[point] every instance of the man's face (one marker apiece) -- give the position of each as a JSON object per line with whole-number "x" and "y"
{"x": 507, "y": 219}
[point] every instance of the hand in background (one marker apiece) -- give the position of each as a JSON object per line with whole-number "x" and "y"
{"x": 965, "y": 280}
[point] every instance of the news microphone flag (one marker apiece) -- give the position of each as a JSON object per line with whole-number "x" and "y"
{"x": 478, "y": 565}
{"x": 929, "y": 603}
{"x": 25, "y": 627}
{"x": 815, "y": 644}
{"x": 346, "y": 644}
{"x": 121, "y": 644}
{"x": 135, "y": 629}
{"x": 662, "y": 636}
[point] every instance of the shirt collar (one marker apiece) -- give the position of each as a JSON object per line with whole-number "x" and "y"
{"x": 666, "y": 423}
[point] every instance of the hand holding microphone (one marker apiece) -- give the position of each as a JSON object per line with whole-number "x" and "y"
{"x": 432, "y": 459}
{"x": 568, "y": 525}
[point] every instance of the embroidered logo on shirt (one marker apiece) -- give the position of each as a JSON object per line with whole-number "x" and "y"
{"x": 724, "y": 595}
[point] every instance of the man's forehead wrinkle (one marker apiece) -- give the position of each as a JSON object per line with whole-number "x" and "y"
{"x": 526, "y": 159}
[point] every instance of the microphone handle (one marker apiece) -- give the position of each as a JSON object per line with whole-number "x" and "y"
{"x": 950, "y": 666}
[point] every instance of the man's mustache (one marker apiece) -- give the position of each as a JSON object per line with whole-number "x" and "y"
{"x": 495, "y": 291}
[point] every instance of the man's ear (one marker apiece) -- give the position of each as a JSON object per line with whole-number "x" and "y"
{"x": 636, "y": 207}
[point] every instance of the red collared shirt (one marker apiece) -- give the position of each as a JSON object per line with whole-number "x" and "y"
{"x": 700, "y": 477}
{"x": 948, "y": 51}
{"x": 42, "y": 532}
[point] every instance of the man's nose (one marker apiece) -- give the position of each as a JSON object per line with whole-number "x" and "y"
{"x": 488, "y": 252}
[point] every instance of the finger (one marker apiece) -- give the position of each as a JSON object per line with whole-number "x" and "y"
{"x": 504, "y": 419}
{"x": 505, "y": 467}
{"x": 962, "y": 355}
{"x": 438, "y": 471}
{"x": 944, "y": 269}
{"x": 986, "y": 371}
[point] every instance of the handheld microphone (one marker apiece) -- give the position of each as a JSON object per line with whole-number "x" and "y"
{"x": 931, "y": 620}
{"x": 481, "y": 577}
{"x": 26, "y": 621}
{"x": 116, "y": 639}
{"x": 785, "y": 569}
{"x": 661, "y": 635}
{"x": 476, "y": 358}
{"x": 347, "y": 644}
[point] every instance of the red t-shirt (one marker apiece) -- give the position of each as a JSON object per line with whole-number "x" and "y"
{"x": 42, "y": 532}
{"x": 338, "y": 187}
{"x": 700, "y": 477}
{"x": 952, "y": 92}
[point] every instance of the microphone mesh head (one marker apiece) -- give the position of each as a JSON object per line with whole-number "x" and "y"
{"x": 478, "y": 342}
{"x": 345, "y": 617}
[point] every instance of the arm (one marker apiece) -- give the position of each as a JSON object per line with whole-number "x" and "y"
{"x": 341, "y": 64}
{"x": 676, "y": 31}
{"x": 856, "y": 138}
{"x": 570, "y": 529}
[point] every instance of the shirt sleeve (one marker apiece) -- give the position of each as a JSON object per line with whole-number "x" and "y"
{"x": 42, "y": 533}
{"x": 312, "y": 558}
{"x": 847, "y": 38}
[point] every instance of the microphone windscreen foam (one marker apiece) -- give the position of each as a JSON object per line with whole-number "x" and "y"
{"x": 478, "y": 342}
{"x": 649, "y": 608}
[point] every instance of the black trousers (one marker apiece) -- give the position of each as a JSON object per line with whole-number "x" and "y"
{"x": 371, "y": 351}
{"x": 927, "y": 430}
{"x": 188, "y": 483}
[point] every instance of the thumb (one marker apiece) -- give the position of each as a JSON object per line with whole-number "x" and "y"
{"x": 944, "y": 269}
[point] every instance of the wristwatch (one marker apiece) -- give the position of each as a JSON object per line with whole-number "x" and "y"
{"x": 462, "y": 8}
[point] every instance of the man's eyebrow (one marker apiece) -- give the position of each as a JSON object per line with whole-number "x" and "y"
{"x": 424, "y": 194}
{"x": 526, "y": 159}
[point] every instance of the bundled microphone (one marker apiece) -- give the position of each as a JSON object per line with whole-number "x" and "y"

::::

▸ **AIM OF THE EXERCISE**: The records need to be reproduced in their entirety, word for word.

▸ **SOLVED EXERCISE**:
[point] every instance of the man's face (one marker apiece) -- give the position of each as a JSON object per line with whole-number "x" and "y"
{"x": 507, "y": 219}
[point] every instance of the hand in background (one marker apiece) -- give the position of each as a JSON object per line with whole-number "x" and "y"
{"x": 965, "y": 280}
[point] every instance of the news microphone flag (one marker apiece) -- give the position of each as a JSON object per line with whole-number "x" and "y"
{"x": 478, "y": 565}
{"x": 929, "y": 603}
{"x": 25, "y": 627}
{"x": 815, "y": 644}
{"x": 346, "y": 644}
{"x": 121, "y": 644}
{"x": 135, "y": 629}
{"x": 662, "y": 636}
[point] every instance of the shirt collar (one marker apiece) -- give the position of each as a JSON object per line with whole-number "x" and "y"
{"x": 666, "y": 423}
[point] every instance of the hand holding microphone (one marker apiece) -- give the position of each as a JSON object per line with whole-number "x" and "y"
{"x": 432, "y": 459}
{"x": 568, "y": 525}
[point] every instance of the embroidered logo on shirt (one marker apiece) -- give the position of each as a JSON object per line with whole-number "x" and "y"
{"x": 724, "y": 595}
[point] every instance of the man's forehead wrinkle (one marker apiece) -- give the position of each as a JSON object per line with whole-number "x" and "y"
{"x": 526, "y": 159}
[point] every instance of the microphone handle (one marker apiece) -- give the position of each as a JSON object per line with whole-number "x" and "y"
{"x": 950, "y": 666}
[point] every instance of the man's mustache (one marker apiece) -- give the position of each as a JSON object per line with whole-number "x" and "y"
{"x": 495, "y": 291}
[point] every instance of the man's ear (one marker apiece) -- give the position of each as a JSON object per line with whole-number "x" and "y"
{"x": 636, "y": 207}
[point] every instance of the red collared shirt (one marker apiece) -- give the position of each as a JSON object per line with whole-number "x" and "y"
{"x": 700, "y": 477}
{"x": 948, "y": 51}
{"x": 42, "y": 532}
[point] every instance of the man's nose (one marker apiece) -- give the position of each as a JSON object per line with whole-number "x" and "y"
{"x": 488, "y": 252}
[point] every instance of the finger (one marker apiece) -- give the position of each as a JSON object per line with whole-number "x" and "y"
{"x": 504, "y": 419}
{"x": 505, "y": 467}
{"x": 962, "y": 355}
{"x": 438, "y": 471}
{"x": 944, "y": 269}
{"x": 986, "y": 371}
[point] every instance of the handheld microphone (one marker apiece) -- give the position of each as a JSON object per line with whole-number "x" and "y"
{"x": 931, "y": 620}
{"x": 481, "y": 577}
{"x": 26, "y": 621}
{"x": 116, "y": 639}
{"x": 785, "y": 569}
{"x": 661, "y": 635}
{"x": 476, "y": 358}
{"x": 347, "y": 644}
[point] every instance of the red t-shirt (one marker apiece) -- give the position of each as a JSON object per line with whole-number "x" and "y"
{"x": 42, "y": 532}
{"x": 338, "y": 187}
{"x": 700, "y": 477}
{"x": 952, "y": 92}
[point] every instance of the microphone mesh head (one marker apiece) -- give the position of each as a JSON object per line with whole-number "x" and "y"
{"x": 478, "y": 342}
{"x": 345, "y": 617}
[point] every instance of the arm (one marker apiece) -- give the position of each as a JSON object per line with whole-number "x" and "y"
{"x": 341, "y": 64}
{"x": 676, "y": 31}
{"x": 856, "y": 138}
{"x": 570, "y": 529}
[point] every instance of the shirt sleeve (one marker apiece) -- give the position of each as a JSON object per line with whole-number "x" and "y"
{"x": 42, "y": 533}
{"x": 312, "y": 558}
{"x": 847, "y": 38}
[point] every instance of the microphone windscreen foam (one marker apiece) -- give the position of each as a JSON object per line with whole-number "x" and "y"
{"x": 478, "y": 342}
{"x": 649, "y": 608}
[point] every instance of the black trousers (one marker apiece) -- give the position of each as a JSON object per line with whole-number "x" and "y"
{"x": 371, "y": 351}
{"x": 927, "y": 430}
{"x": 188, "y": 483}
[point] every instance of the thumb (one marker apiece) -- give the position of each as a JSON object per line with whole-number "x" and "y"
{"x": 944, "y": 269}
[point] every instance of the wristwatch (one marker apiece) -- give the position of each as a JSON object per line with whole-number "x" and "y"
{"x": 462, "y": 8}
[point] every instance of the man's eyebrow (one marker apiece) -- give the position of each as a JSON object per line with whole-number "x" and "y"
{"x": 424, "y": 194}
{"x": 526, "y": 159}
[point] every instance of the bundled microphone (one marker apiece) -- give the position of each as a JSON object per line with whole-number "x" and "y"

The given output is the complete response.